### SUPPLIED MATERIAL ###

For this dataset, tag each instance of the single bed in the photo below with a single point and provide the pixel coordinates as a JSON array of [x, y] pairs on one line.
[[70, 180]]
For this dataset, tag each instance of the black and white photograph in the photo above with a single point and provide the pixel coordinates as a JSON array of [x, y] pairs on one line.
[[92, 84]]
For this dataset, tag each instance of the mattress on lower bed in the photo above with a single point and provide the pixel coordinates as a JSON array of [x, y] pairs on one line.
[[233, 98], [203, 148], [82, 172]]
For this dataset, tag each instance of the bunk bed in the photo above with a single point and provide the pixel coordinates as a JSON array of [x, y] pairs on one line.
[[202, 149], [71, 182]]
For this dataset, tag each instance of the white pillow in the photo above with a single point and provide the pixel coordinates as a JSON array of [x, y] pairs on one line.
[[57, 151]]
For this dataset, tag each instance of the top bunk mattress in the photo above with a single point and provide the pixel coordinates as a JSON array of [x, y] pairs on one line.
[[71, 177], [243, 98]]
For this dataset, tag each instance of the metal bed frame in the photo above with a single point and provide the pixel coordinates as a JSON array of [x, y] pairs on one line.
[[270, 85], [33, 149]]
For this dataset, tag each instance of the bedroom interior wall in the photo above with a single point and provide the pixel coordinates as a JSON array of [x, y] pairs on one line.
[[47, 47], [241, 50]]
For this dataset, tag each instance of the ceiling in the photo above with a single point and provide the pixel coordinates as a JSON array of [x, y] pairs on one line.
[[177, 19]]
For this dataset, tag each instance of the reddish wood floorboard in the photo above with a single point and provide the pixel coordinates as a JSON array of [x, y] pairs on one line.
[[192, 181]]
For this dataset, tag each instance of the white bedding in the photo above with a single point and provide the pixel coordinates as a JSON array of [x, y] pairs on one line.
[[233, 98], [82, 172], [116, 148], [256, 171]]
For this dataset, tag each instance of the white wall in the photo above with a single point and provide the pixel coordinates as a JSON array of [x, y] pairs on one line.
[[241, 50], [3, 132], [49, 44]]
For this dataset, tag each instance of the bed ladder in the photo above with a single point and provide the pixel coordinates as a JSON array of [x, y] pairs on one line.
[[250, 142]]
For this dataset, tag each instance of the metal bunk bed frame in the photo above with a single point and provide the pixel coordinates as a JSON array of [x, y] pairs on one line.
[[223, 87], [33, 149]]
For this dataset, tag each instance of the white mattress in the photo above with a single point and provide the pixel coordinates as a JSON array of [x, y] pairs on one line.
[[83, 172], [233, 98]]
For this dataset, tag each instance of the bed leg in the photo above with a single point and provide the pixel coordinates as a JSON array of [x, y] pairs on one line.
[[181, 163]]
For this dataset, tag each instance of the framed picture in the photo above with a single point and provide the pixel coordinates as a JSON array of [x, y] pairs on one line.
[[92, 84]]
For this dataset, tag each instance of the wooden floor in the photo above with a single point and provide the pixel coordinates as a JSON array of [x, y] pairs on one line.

###

WHAT IS NEEDED: The answer is all of the material, given again exactly.

SOLVED PROBLEM:
For this dataset, tag each instance of the single bed in the photo below with a single point and provide the pixel coordinates as a JSON array of [x, y] pairs on one line.
[[70, 180]]
For this dataset, tag each instance of the black and white photograph in the photo above with a single point and provide the pixel coordinates as a JSON array of [x, y] pairs on one line.
[[92, 84]]
For this dataset, tag each instance of the mattress on lower bed in the photo above with a single point and provide the pixel coordinates as a JSON array of [x, y] pairs on one line.
[[233, 98], [203, 148], [82, 172]]
For this dataset, tag each instance of the bunk bed in the photo above with a single point and provide the pixel coordinates as a JSON array of [x, y] pairs on one line.
[[202, 149], [71, 182]]
For this dataset, tag each instance of the white pillow in the photo above with a single point and provide the pixel coordinates as a JSON array of [x, y] pairs on one line.
[[57, 151]]
For this dataset, tag each instance of the top bunk mattress in the photo above with a single point and provide the pixel coordinates as a JSON array of [x, y] pairs on one line.
[[71, 177], [243, 98]]
For this dataset, tag each instance of the metal bed frame in the photo above with a single point and provide the pixel coordinates as a JSON array of [x, y] pairs on one line.
[[270, 85], [33, 149]]
For this dataset, tag each instance of the bedroom interior wall in the photo above with a single point and provide the pixel coordinates as a JSON array of [x, y] pairs on one line.
[[47, 47], [241, 50]]
For this dataset, tag each instance of the ceiling in the photo above with a single point and provide the pixel coordinates as a JSON array of [x, y] pairs on one line.
[[177, 19]]
For this dataset, tag each instance of the reddish wood floorboard in the photo above with a single point and provide the pixel coordinates as a JSON array of [x, y] pairs on one line.
[[192, 181]]
For this dataset, tag each instance of the white bedding in the photo above with a single point and provide the pixel coordinates as a JSON array of [x, y] pairs on one line.
[[233, 98], [82, 172], [116, 148], [256, 171]]
For this dataset, tag each instance of the white wall in the photo above with a single point and provide the pixel coordinates as a JSON array of [x, y] pairs on one line.
[[241, 50], [3, 132], [49, 44]]
For this dataset, tag each instance of the bed ladder in the photo above with a single point and provide the pixel coordinates as a JSON array of [x, y] pairs on one line.
[[250, 142]]
For this dataset, tag each instance of the metal bunk bed frame in the photo above with a single point and provide the pixel coordinates as a JSON array of [x, y] pairs on one line.
[[223, 87], [33, 149]]
For this dataset, tag each instance of the white mattress in the photo above with a single point and provide the pixel coordinates as a JSON array of [x, y] pairs on one line.
[[83, 172], [233, 98]]
For this dataset, tag each instance of the bed leg in the photo above with a single point and provide the pixel coordinates as a JSON array of [x, y] pairs on one line.
[[181, 163]]
For this dataset, tag each instance of the framed picture in the photo above with a single point and provide the pixel coordinates as a JSON array of [x, y] pairs on one line.
[[92, 84]]
For this dataset, tag each instance of the wooden floor in the photo above with a single point and provide the pixel coordinates as a JSON array of [x, y] pairs on one line.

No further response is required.